▸ Collected data entries:

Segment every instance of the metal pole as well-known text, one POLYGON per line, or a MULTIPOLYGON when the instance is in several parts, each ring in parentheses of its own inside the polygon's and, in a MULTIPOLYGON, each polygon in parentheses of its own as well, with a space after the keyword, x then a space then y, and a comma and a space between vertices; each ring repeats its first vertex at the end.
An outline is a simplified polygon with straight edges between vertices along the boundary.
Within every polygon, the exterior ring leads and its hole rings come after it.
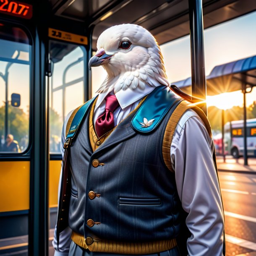
POLYGON ((243 83, 243 158, 244 165, 248 165, 247 156, 247 133, 246 132, 246 86, 245 82, 243 83))
MULTIPOLYGON (((206 97, 204 24, 201 0, 189 0, 192 94, 204 100, 206 97)), ((206 104, 201 108, 207 115, 206 104)))
POLYGON ((8 72, 5 72, 5 138, 6 138, 8 134, 9 133, 9 128, 8 125, 8 72))
POLYGON ((222 153, 223 157, 223 162, 226 162, 226 156, 225 155, 225 146, 224 145, 224 116, 225 114, 225 110, 222 110, 222 153))

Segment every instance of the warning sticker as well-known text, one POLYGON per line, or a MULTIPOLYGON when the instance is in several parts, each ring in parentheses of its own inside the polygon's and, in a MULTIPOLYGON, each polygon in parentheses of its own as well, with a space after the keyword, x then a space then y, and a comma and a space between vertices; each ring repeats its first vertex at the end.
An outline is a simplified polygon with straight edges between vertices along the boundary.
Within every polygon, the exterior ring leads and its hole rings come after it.
POLYGON ((65 32, 61 30, 58 30, 51 28, 49 28, 48 36, 50 37, 58 39, 59 40, 63 40, 81 44, 87 44, 88 43, 86 37, 72 34, 69 32, 65 32))

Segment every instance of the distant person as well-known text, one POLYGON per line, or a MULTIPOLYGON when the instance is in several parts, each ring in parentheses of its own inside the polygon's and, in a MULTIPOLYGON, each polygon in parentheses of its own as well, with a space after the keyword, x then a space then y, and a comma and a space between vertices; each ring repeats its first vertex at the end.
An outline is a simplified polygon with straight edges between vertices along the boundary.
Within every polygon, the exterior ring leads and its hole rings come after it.
POLYGON ((0 141, 0 151, 2 151, 3 146, 5 142, 5 137, 3 135, 2 135, 1 136, 1 141, 0 141))
POLYGON ((3 146, 2 151, 4 152, 20 152, 18 141, 13 140, 12 134, 8 134, 5 142, 3 146))

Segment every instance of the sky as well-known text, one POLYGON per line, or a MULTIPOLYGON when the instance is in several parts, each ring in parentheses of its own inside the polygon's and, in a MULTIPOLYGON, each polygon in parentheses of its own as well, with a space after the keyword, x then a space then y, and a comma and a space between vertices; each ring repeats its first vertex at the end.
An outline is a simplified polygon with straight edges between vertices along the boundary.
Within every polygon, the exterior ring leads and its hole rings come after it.
MULTIPOLYGON (((256 12, 205 29, 206 75, 209 74, 216 65, 256 55, 256 12)), ((189 35, 162 44, 160 47, 171 83, 191 76, 189 35)), ((106 73, 102 67, 92 68, 92 91, 95 92, 106 73)), ((242 106, 243 94, 240 91, 230 93, 228 97, 232 101, 228 102, 228 106, 242 106)), ((214 102, 223 102, 223 99, 227 99, 227 95, 214 97, 207 97, 208 106, 212 105, 214 102)), ((256 100, 256 90, 247 94, 246 99, 247 105, 256 100)))
MULTIPOLYGON (((208 75, 217 65, 256 55, 256 12, 255 12, 205 29, 204 47, 206 75, 208 75)), ((164 56, 168 78, 170 83, 183 80, 191 76, 189 36, 165 43, 160 47, 164 56)), ((5 51, 2 50, 3 50, 3 48, 0 49, 0 56, 4 57, 5 51)), ((63 69, 67 65, 82 56, 83 54, 83 51, 79 47, 77 48, 64 57, 64 65, 61 64, 62 62, 55 65, 54 77, 52 78, 54 86, 62 83, 63 69)), ((28 56, 24 58, 28 60, 29 58, 28 56)), ((6 63, 0 61, 0 72, 4 73, 6 63)), ((83 68, 82 63, 71 68, 67 73, 67 81, 82 76, 83 68)), ((29 109, 29 99, 28 66, 24 64, 14 64, 9 71, 9 98, 10 98, 10 94, 13 93, 20 94, 21 95, 21 107, 27 112, 29 109)), ((95 92, 104 79, 106 73, 102 67, 94 67, 92 69, 92 91, 95 92)), ((66 99, 69 99, 69 100, 67 101, 68 105, 67 106, 65 115, 70 110, 82 103, 82 87, 83 84, 80 84, 71 86, 67 89, 66 99)), ((230 93, 228 97, 227 95, 220 95, 219 99, 215 97, 211 99, 209 97, 208 105, 217 102, 223 102, 223 99, 226 99, 228 98, 232 100, 232 102, 229 102, 229 105, 235 104, 241 106, 243 97, 241 92, 230 93)), ((0 78, 0 106, 4 104, 5 94, 5 83, 0 78)), ((61 92, 59 91, 55 93, 54 97, 53 107, 62 115, 61 92)), ((256 89, 254 89, 252 93, 247 94, 246 97, 247 104, 248 105, 256 99, 256 89)))

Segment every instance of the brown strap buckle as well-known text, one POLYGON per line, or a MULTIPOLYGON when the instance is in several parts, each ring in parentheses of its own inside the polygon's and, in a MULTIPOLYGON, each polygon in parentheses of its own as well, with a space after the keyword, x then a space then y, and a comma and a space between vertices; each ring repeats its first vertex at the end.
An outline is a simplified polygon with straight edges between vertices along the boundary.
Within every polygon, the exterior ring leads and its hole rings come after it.
POLYGON ((64 149, 67 149, 70 146, 71 144, 71 138, 67 138, 65 141, 65 143, 64 143, 63 147, 64 149))

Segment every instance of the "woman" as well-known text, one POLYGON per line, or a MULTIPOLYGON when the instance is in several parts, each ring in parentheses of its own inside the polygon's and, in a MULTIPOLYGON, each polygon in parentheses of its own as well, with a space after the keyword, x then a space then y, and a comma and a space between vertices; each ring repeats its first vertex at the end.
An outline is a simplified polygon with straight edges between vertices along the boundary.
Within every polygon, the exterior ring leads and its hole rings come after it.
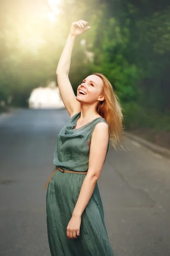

▸ WHAT TO PRODUCE:
Render every line of the items above as a JSON list of strings, one string per line, skipping blank lines. Leave the pictures out.

▸ WRITTEN ANSWER:
[
  "Segment every instance of the metal pole as well-known text, one POLYGON per line, or a MULTIPOLYGON when the instance is in several parts, each ring in parentheses of its own inside the polygon's and, in a MULTIPOLYGON, each polygon in parentheses of its own as well, with a space after the keyword, x then a space then y, and a comma and a space between vertices; each ring repeats its first vertex at the end.",
  "An outline is a simplified polygon with straight edges between vertices along the boundary.",
  "Within every polygon, the exterior ring leads and its hole rings come after it.",
  "POLYGON ((243 83, 243 158, 244 165, 248 165, 247 156, 247 133, 246 132, 246 86, 245 82, 243 83))",
  "MULTIPOLYGON (((206 97, 204 24, 201 0, 189 0, 192 94, 204 100, 206 97)), ((206 104, 201 108, 207 115, 206 104)))",
  "POLYGON ((8 72, 5 72, 5 138, 6 138, 8 134, 9 133, 9 128, 8 125, 8 72))",
  "POLYGON ((222 153, 223 157, 223 162, 226 162, 226 156, 225 155, 225 146, 224 145, 224 116, 225 114, 225 110, 222 110, 222 153))",
  "Segment every instance of the warning sticker as well-known text, one POLYGON per line, or a MULTIPOLYGON when the instance is in several parts, each ring in parentheses of its own inside the polygon's and, in a MULTIPOLYGON, each polygon in parentheses of its own as well, with a space after the keyword, x then a space then y, and a comma and a space between vertices; each ring repeats its first vertex at the end.",
  "An outline is a simplified polygon with straight edges between vertices along the boundary.",
  "Within every polygon, the exterior ring leads and its hole rings come after it.",
  "POLYGON ((65 32, 61 30, 58 30, 51 28, 49 28, 48 36, 50 37, 58 39, 59 40, 63 40, 81 44, 87 44, 88 43, 86 37, 72 34, 69 32, 65 32))",
  "Segment every instance of the distant person as well-known text, one POLYGON per line, or a MULTIPOLYGON when the instance is in several parts, each ring in parentheses of its own inside the polygon's and, in a MULTIPOLYGON, each polygon in parentheses of its own as well, with a space after the keyword, x then a space then y, and a comma and a space between vertices; each ring repeats its first vertex at the end.",
  "An outline is a simplified polygon with straight edges between vertices along the boundary.",
  "Within every polygon, the exterior ring leads and its hole rings come after it.",
  "POLYGON ((0 141, 0 151, 2 151, 3 146, 5 142, 5 137, 3 135, 2 135, 1 136, 1 141, 0 141))",
  "POLYGON ((3 146, 2 151, 4 152, 20 152, 18 141, 13 140, 12 134, 8 134, 5 142, 3 146))",
  "Segment every instance of the sky as well-known text, one POLYGON per line, or a MULTIPOLYGON when the instance is in several parts, each ring in parentheses of its own inside the polygon's and, in a MULTIPOLYGON, each polygon in parentheses of its own as well, with a space after the keyword, x then a space then y, and a comma and a space between vertices; each ring repeats its first vertex at the end.",
  "An outline is a simplified polygon with straight edges between vertices along the boundary.",
  "Within every polygon, the exterior ring leads and its hole rings come after it.",
  "MULTIPOLYGON (((256 12, 205 29, 206 75, 209 74, 216 65, 256 55, 256 12)), ((189 35, 162 44, 160 47, 171 83, 191 76, 189 35)), ((106 73, 102 67, 92 68, 92 91, 95 92, 106 73)), ((242 106, 243 94, 240 91, 230 93, 228 97, 232 101, 228 102, 228 106, 242 106)), ((214 102, 223 102, 223 99, 227 99, 227 95, 214 97, 207 97, 208 106, 212 105, 214 102)), ((256 100, 256 90, 247 94, 246 99, 247 105, 256 100)))",
  "MULTIPOLYGON (((208 75, 217 65, 256 55, 256 12, 255 12, 205 29, 204 47, 206 75, 208 75)), ((164 56, 168 78, 170 83, 183 80, 191 76, 189 36, 165 43, 160 47, 164 56)), ((5 51, 2 50, 3 50, 3 48, 0 49, 0 56, 4 57, 5 51)), ((63 69, 67 65, 82 56, 83 54, 83 51, 79 47, 77 48, 64 57, 64 65, 61 64, 62 62, 55 65, 54 77, 52 78, 54 86, 62 83, 63 69)), ((28 56, 24 58, 28 60, 29 58, 28 56)), ((6 63, 0 61, 0 72, 4 73, 6 63)), ((83 68, 82 63, 71 68, 67 73, 67 81, 82 76, 83 68)), ((29 109, 29 99, 28 66, 24 64, 14 64, 9 71, 9 98, 10 98, 10 94, 13 93, 20 94, 21 95, 21 107, 27 112, 29 109)), ((95 92, 104 79, 106 73, 102 67, 94 67, 92 69, 92 91, 95 92)), ((66 99, 69 99, 69 100, 67 101, 68 105, 67 106, 65 115, 70 110, 82 103, 82 87, 83 84, 80 84, 71 86, 67 89, 66 99)), ((230 93, 228 97, 227 95, 220 95, 219 99, 215 97, 211 99, 209 97, 208 105, 217 102, 223 102, 223 99, 226 99, 228 98, 232 100, 232 102, 229 102, 229 105, 235 104, 241 106, 243 97, 241 92, 230 93)), ((0 78, 0 106, 4 104, 5 94, 5 83, 0 78)), ((61 92, 59 91, 55 93, 54 97, 53 107, 62 115, 61 92)), ((256 89, 254 89, 252 93, 247 94, 246 97, 247 104, 248 105, 256 99, 256 89)))",
  "Segment every instance of the brown strap buckle as well-known text, one POLYGON per line, or a MULTIPOLYGON when the instance is in several parts, each ring in parentheses of its own inside the polygon's and, in a MULTIPOLYGON, each polygon in parentheses of its own as well, with a space after the keyword, x then a space then y, and a comma and a space between vertices; each ring repeats its first vertex at the end.",
  "An outline is a simplified polygon with straight edges between vertices along the boundary.",
  "Within every polygon, the exterior ring leads and its hole rings come after it.",
  "POLYGON ((64 149, 67 149, 70 146, 71 144, 71 138, 67 138, 65 141, 65 143, 64 143, 63 147, 64 149))",
  "Segment every instance of the \"woman\" as well-known text, one POLYGON per line, or a MULTIPOLYGON when the instance is in several parts, each ring in parentheses of its own inside the polygon's and, in a MULTIPOLYGON, each polygon in parentheses of its own as well, with a space after the keyword, x then a space then y, and a comma and a space between vertices; each ring repeats its first vertex at the end.",
  "An outline is a simplified polygon with straight edges between vertices along the boundary.",
  "Within every polygon, the exterior ring leads and its hole rings come after it."
]